EXERCISE AIM:
Pictures don't belong in the copy; print all the records exactly.

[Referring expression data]
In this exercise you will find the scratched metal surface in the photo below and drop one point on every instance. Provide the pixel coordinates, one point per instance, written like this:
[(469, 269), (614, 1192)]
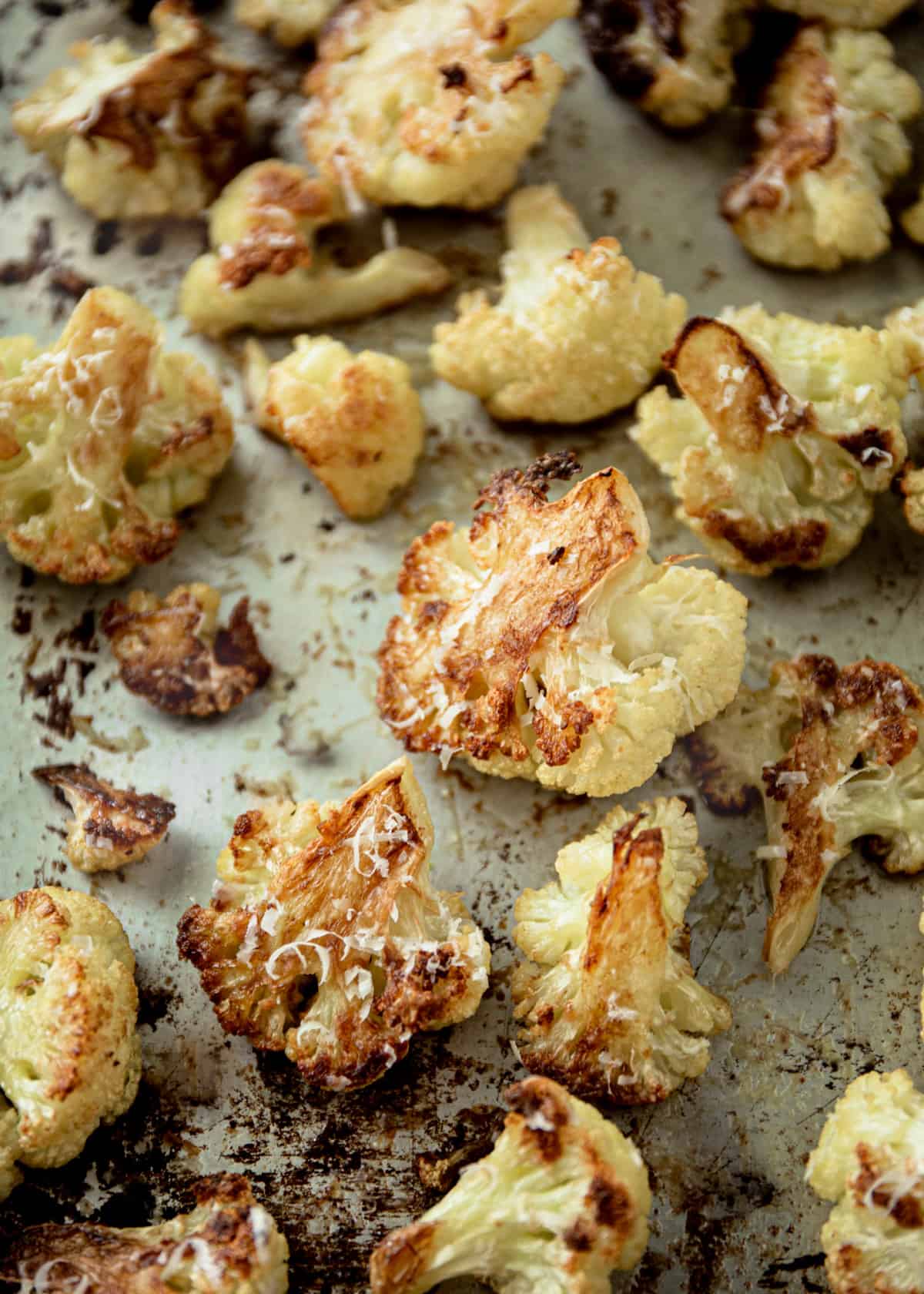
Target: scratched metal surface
[(728, 1152)]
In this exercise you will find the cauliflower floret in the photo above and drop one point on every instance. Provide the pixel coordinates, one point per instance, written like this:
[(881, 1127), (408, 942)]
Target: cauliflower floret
[(831, 146), (610, 1002), (870, 1162), (104, 437), (838, 760), (544, 642), (578, 330), (266, 273), (175, 655), (70, 1056), (226, 1245), (142, 135), (559, 1204), (785, 431), (410, 101), (355, 420), (325, 937)]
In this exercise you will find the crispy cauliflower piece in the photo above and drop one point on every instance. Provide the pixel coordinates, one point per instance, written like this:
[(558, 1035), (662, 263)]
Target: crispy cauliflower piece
[(427, 101), (870, 1162), (831, 146), (610, 1003), (70, 1056), (142, 135), (559, 1204), (545, 643), (226, 1245), (264, 272), (836, 757), (175, 655), (355, 420), (104, 439), (578, 331), (326, 940), (783, 432)]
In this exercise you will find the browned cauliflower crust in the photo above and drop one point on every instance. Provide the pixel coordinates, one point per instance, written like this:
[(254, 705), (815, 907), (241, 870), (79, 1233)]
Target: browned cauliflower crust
[(70, 1056), (831, 146), (110, 827), (838, 759), (578, 330), (427, 101), (326, 940), (608, 1001), (545, 643), (142, 135), (175, 655), (226, 1245)]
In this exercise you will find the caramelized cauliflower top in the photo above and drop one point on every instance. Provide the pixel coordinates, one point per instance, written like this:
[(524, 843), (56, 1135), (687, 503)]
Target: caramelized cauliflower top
[(544, 642), (785, 431), (325, 937), (578, 330)]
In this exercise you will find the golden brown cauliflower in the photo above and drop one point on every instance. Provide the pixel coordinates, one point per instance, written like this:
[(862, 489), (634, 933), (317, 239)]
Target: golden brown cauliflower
[(175, 655), (325, 937), (70, 1056), (836, 759), (831, 146), (427, 101), (104, 439), (142, 135), (355, 420), (545, 643), (578, 330), (782, 437), (608, 999)]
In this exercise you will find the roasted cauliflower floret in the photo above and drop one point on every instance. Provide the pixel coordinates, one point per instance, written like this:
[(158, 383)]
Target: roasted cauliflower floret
[(427, 101), (110, 827), (783, 432), (355, 420), (104, 439), (831, 146), (175, 655), (870, 1162), (326, 940), (836, 757), (608, 1002), (226, 1245), (544, 642), (264, 272), (70, 1056), (142, 135), (559, 1204), (578, 330)]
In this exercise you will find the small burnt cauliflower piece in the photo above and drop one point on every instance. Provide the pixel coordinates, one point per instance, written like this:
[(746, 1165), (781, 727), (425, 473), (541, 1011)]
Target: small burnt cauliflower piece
[(70, 1056), (578, 331), (870, 1162), (104, 439), (559, 1204), (142, 135), (545, 643), (175, 655), (427, 101), (608, 1002), (782, 437), (226, 1245), (266, 273), (355, 420), (836, 757), (326, 940), (831, 146), (110, 827)]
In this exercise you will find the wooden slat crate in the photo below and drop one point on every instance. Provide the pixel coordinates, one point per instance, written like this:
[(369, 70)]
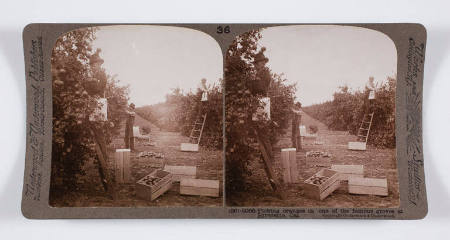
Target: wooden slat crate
[(347, 171), (189, 147), (201, 187), (358, 146), (122, 166), (369, 186), (289, 163), (320, 189), (180, 172), (154, 185)]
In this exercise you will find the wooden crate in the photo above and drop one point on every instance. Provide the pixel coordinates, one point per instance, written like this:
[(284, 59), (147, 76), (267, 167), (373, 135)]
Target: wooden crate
[(369, 186), (189, 147), (347, 171), (201, 187), (149, 190), (122, 166), (180, 172), (289, 164), (358, 146), (320, 191)]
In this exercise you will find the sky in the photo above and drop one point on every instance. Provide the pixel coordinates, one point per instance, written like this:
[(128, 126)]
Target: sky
[(321, 58), (152, 60)]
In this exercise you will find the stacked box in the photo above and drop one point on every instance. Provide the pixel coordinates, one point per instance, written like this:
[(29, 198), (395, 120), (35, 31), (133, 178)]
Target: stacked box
[(289, 164), (369, 186), (122, 168), (346, 172), (154, 185), (189, 147), (321, 184), (180, 172), (357, 146), (201, 187)]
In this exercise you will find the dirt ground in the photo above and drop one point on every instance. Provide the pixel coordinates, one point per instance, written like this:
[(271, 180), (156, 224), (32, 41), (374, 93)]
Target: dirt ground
[(378, 163), (208, 162)]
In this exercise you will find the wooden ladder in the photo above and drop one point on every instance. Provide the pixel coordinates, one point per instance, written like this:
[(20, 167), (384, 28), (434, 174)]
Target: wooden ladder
[(197, 129), (364, 128)]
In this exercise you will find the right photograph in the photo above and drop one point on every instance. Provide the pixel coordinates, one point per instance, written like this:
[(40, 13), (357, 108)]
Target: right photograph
[(310, 118)]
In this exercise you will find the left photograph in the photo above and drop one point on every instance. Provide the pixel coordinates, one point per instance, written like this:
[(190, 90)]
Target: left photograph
[(137, 118)]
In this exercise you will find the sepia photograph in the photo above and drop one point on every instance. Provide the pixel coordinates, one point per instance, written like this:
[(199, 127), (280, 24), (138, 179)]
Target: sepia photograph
[(310, 118), (137, 118)]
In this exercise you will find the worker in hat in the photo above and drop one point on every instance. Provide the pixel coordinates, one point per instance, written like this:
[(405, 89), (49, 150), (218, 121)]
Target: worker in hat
[(129, 138)]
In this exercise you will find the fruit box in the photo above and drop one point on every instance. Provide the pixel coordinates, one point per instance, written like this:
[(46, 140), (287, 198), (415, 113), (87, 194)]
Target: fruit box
[(189, 147), (180, 172), (346, 172), (200, 187), (368, 186), (154, 185), (321, 184)]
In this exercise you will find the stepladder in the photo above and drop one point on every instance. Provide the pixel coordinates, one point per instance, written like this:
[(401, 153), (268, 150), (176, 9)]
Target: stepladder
[(197, 129), (362, 134), (364, 128)]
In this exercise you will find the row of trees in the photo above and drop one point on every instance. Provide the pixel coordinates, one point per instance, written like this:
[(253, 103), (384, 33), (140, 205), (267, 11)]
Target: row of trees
[(348, 107), (180, 111), (79, 81), (247, 80)]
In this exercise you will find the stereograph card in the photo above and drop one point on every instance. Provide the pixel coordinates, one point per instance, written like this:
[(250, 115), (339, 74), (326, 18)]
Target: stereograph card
[(224, 121)]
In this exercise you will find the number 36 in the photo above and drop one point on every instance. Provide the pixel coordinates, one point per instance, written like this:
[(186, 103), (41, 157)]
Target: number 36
[(221, 29)]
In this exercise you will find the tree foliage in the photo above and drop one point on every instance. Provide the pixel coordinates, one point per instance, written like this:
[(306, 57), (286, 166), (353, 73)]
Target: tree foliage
[(247, 80), (346, 110), (79, 82)]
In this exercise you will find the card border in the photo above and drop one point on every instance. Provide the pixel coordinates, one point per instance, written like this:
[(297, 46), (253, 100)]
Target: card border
[(38, 42)]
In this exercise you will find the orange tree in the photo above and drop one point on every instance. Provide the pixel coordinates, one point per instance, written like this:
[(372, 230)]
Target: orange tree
[(347, 109), (247, 80), (79, 82)]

SOLUTION TO THE PROBLEM:
In this exercise you will find the scratched metal surface in the photo below and drop one point on every instance. Provide the pixel coordinates, one point per instance, written like this:
[(469, 269), (614, 1192)]
Target: scratched metal surface
[(728, 1152)]
In this exercise you will find the cauliflower floret in the photo above and drop one point on every instance. Provide the pixel coordinates, one point per instance, written like this:
[(881, 1127), (408, 942)]
Target: cauliflower floret
[(831, 146), (610, 1002), (870, 1162), (104, 437), (838, 760), (544, 642), (578, 330), (266, 273), (175, 655), (70, 1056), (226, 1245), (142, 135), (559, 1204), (785, 431), (410, 101), (355, 420), (325, 937)]
In this exercise you will find the crispy cauliflower piece in the photo above and drop one point on every instance. Provide the pixel coordinates, one point per instance, written like this:
[(558, 1035), (662, 263)]
Target: crispy cauliflower piece
[(427, 101), (870, 1162), (831, 146), (610, 1003), (70, 1056), (142, 135), (559, 1204), (545, 643), (226, 1245), (264, 272), (836, 757), (175, 655), (355, 420), (104, 439), (578, 331), (326, 940), (783, 432)]
In this exercise you will find the browned cauliflower crust in the photo above and drop one point on every instance. Provide the pixel coordinates, one point per instance, written like this:
[(254, 705), (815, 907), (241, 870), (79, 1233)]
Target: browned cauliflower crust
[(70, 1056), (831, 146), (110, 827), (838, 759), (578, 330), (427, 101), (326, 940), (608, 1001), (545, 643), (142, 135), (175, 655), (226, 1245)]
In this exercise you will find the caramelized cauliflower top in the photo above and drop one point on every instance. Provide the pixel coordinates, one point per instance, written like this:
[(524, 843), (56, 1135), (687, 503)]
Target: caramelized cauliflower top
[(544, 642), (785, 431), (325, 937), (578, 330)]
In this exercise you will find the golden brown cauliflower in the photo above and drop one point on every instance. Provide the pixel coordinates, one point per instance, written like this:
[(862, 489), (634, 933), (317, 239)]
Target: golden brown cauliflower
[(175, 655), (325, 937), (70, 1056), (836, 759), (831, 146), (427, 101), (104, 439), (142, 135), (355, 420), (545, 643), (578, 330), (782, 437), (608, 999)]
In this exercise you will find the roasted cauliflower floret in the photo above and drop one point on every instance. Provide the pixel coordinates, one point per instance, written like this:
[(158, 383)]
Target: roasted cauliflower floret
[(427, 101), (110, 827), (783, 432), (355, 420), (104, 439), (831, 146), (175, 655), (870, 1162), (326, 940), (836, 757), (608, 1002), (226, 1245), (544, 642), (264, 272), (70, 1056), (142, 135), (559, 1204), (578, 330)]
In this exercise you will find the small burnt cauliflower piece in the photo above and drop one point on every instance. Provide the pixel coordinates, one point per instance, written like this:
[(746, 1165), (781, 727), (425, 473), (541, 1011)]
Target: small burnt cauliflower piece
[(70, 1056), (578, 331), (870, 1162), (104, 439), (559, 1204), (142, 135), (545, 643), (175, 655), (427, 101), (608, 1002), (782, 437), (226, 1245), (266, 273), (355, 420), (836, 757), (326, 940), (831, 146), (110, 827)]
In this exercise you will find the wooden slat crate in the photo below and drop one point on every instance. Provide the pixel coordinates, one point per instance, written like this:
[(369, 70)]
Target: wooden slat crate
[(347, 171), (189, 147), (201, 187), (358, 146), (122, 166), (369, 186), (289, 163), (320, 189), (180, 172), (154, 185)]
In this exercise you will find the wooden crate in the photo above and drop one point on every instance. Provide the pixel coordinates, one point per instance, written like this:
[(284, 59), (147, 76), (267, 167), (373, 135)]
Target: wooden crate
[(369, 186), (189, 147), (347, 171), (201, 187), (149, 190), (122, 166), (180, 172), (289, 164), (358, 146), (320, 191)]
In this exercise you will find the sky in the photo above and drop one point on every instance. Provide the pixel coordinates, one point per instance, written like this:
[(128, 126)]
Target: sky
[(321, 58), (152, 60)]
In this exercise you will find the stacked box in the photo above and drop one point on every instance. Provide the pixel coordinates, one point per instance, written like this:
[(29, 198), (395, 120), (35, 31), (133, 178)]
Target: stacked box
[(289, 164), (369, 186), (122, 168), (346, 172), (154, 185), (189, 147), (321, 184), (180, 172), (357, 146), (201, 187)]
In this exercise you will find the dirt ground in the photo above and drop one point on every instance. Provide the pixel coordinates, one point per instance, written like this:
[(271, 180), (156, 224), (32, 41), (374, 93)]
Target: dirt ground
[(378, 163), (208, 162)]
In this exercise you will find the wooden ladder in the photo above and drop one point on every instance. Provide the pixel coordinates, one point per instance, written like this:
[(20, 167), (384, 28), (434, 174)]
Target: wooden ladder
[(197, 129), (364, 128)]
In this exercise you will find the right photograph in the photo above and drop one point on every instance. Provide the pixel coordinates, one point per instance, written like this:
[(40, 13), (357, 108)]
Target: right photograph
[(310, 118)]
In this exercise you will find the left photograph in the photo above and drop one point on every instance. Provide the pixel coordinates, one point per instance, written like this:
[(190, 90)]
Target: left photograph
[(137, 118)]
In this exercise you will find the sepia photograph in the photo above and drop one point on every instance. Provide the pixel coordinates, one point per instance, written like this:
[(199, 127), (280, 24), (138, 179)]
Target: sepia photograph
[(310, 118), (137, 118)]
In this exercise you will find the worker in hat in the photo above and drop one point on every instance. Provide the pixel coordinates, one point per instance, written like this:
[(405, 89), (49, 150), (218, 121)]
Target: worker in hat
[(129, 138)]
In this exercise you will find the fruit box in the photo above and drop one point on every instance. Provide the pixel coordinates, one point per instance, written like this:
[(46, 140), (287, 198), (415, 113), (87, 194)]
Target: fruit box
[(189, 147), (180, 172), (346, 172), (200, 187), (368, 186), (154, 185), (321, 184)]
In this exercise you will find the stepladder in the photo above and drop one point on every instance. Provide the pixel coordinates, one point per instance, written like this:
[(401, 153), (268, 150), (176, 9)]
Target: stepladder
[(197, 129), (362, 134), (364, 128)]
In this exercise you will find the row of trees in the photo above and drop one point on every instance. Provide the pixel coordinates, one point per instance, written like this:
[(253, 103), (384, 33), (140, 205), (267, 11)]
Target: row of trees
[(348, 107), (180, 111), (79, 81), (247, 80)]
In this exercise you will find the stereograph card in the photo above and drop one point on every instance. Provide the pixel coordinates, one point per instance, written like this:
[(250, 115), (339, 74), (326, 18)]
Target: stereograph card
[(224, 121)]
In this exercise you will find the number 36 in the photo above and drop one point on every instance. Provide the pixel coordinates, one point per instance, written like this:
[(186, 103), (41, 157)]
Target: number 36
[(221, 29)]
In this exercise you will find the tree foliage in the photo above and drop one point on every instance. Provide the pixel coordinates, one point per instance, written like this:
[(306, 57), (286, 166), (353, 73)]
Target: tree foliage
[(247, 80), (346, 110), (79, 82)]
In this exercise you will find the card border in the photo above and drop one point on every instance. Provide the pixel coordinates, one point per instance, written like this:
[(297, 46), (253, 100)]
Target: card border
[(38, 42)]
In this exercise you will find the orange tree in the photo above and drop one point on every instance. Provide the pixel coordinates, one point per instance, written like this:
[(372, 230)]
Target: orange tree
[(347, 109), (247, 80), (79, 82)]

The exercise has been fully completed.